=== PROMPT ===
Starting with the line that contains "the landscaped shrub." and going on through the end of the entries, write out only those lines again, every line included, and adjust each coordinate in the answers by adding -137.

....................

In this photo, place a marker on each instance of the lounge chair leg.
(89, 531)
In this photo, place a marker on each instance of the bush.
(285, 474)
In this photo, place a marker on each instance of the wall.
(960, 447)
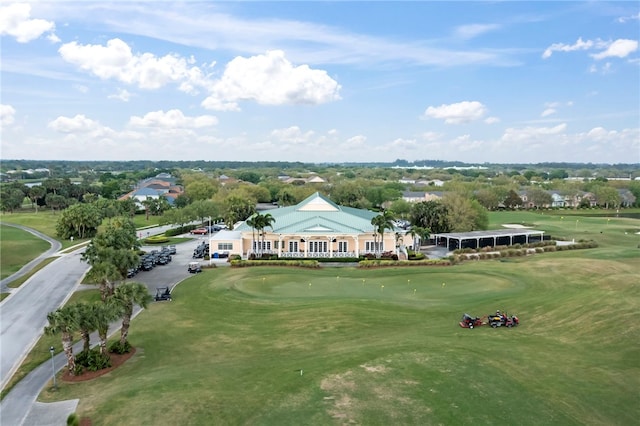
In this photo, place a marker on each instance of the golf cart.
(503, 320)
(162, 294)
(194, 267)
(468, 321)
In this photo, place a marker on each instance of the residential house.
(163, 185)
(418, 196)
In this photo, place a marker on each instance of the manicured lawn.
(18, 247)
(384, 347)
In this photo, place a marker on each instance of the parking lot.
(175, 271)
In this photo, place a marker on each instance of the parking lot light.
(53, 367)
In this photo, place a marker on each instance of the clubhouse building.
(316, 227)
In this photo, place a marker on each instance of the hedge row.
(381, 263)
(302, 263)
(156, 239)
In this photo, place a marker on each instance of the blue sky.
(499, 82)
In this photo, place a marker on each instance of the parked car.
(163, 293)
(194, 267)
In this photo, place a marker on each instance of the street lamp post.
(53, 367)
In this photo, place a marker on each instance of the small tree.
(64, 321)
(104, 314)
(126, 296)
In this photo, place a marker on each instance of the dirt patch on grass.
(116, 361)
(374, 368)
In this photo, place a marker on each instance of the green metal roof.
(317, 214)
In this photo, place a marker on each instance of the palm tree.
(125, 296)
(64, 321)
(418, 233)
(381, 223)
(266, 221)
(86, 324)
(252, 222)
(104, 314)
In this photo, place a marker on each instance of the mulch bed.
(116, 361)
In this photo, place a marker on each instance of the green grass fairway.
(18, 248)
(382, 347)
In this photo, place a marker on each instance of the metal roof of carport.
(479, 235)
(488, 234)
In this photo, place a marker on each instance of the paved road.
(55, 246)
(23, 314)
(23, 320)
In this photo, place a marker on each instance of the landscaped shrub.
(120, 349)
(73, 420)
(377, 263)
(302, 263)
(416, 256)
(93, 360)
(156, 239)
(179, 231)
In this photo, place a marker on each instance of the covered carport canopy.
(491, 238)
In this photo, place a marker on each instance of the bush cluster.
(179, 231)
(301, 263)
(156, 239)
(92, 360)
(118, 348)
(376, 263)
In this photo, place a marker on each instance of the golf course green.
(286, 346)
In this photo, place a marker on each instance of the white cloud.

....................

=== COMPLETE OUTPUT ===
In this photo, place a marker on each instance of the landscaped shrub.
(-17, 212)
(-64, 283)
(240, 126)
(165, 126)
(279, 119)
(-44, 223)
(19, 102)
(42, 94)
In this photo, place a marker on each instance of the covered carport canopy.
(354, 101)
In this photo, place a marker on each instance of the bush cluster.
(42, 94)
(164, 126)
(19, 102)
(-45, 223)
(-19, 211)
(239, 126)
In this photo, place a marker on each instance of the golf course green.
(149, 209)
In this photo, place a marker on each instance of the white cloud.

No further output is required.